Goal — Swap "instance" for "occurrence" throughout the entries below and give them again with nothing else changed. Leave the pictures out.

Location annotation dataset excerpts
::::

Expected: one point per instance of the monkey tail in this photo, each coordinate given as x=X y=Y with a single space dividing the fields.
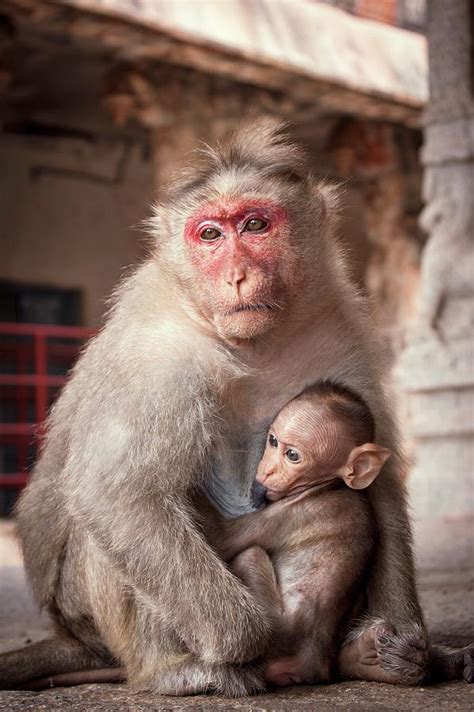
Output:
x=47 y=660
x=81 y=677
x=450 y=664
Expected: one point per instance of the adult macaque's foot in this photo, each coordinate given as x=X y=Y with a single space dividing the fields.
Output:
x=382 y=654
x=404 y=655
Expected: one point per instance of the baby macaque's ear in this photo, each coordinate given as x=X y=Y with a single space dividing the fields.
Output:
x=363 y=465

::::

Task response —
Expected: one point per occurrence of the monkey tail in this photo, each coordinate given as x=X y=Y with a single space dividing the fields.
Output:
x=47 y=660
x=81 y=677
x=450 y=664
Expected: one point per occurrence of the adult macaque's foot in this photo, each coordinate given as x=X y=Y with a single space dividing the fields.
Output:
x=382 y=654
x=404 y=655
Expected: one point per occurrence of the baby macaque's ear in this photo, each coordinate given as x=X y=Y with a single space dividing the fields.
Output:
x=363 y=465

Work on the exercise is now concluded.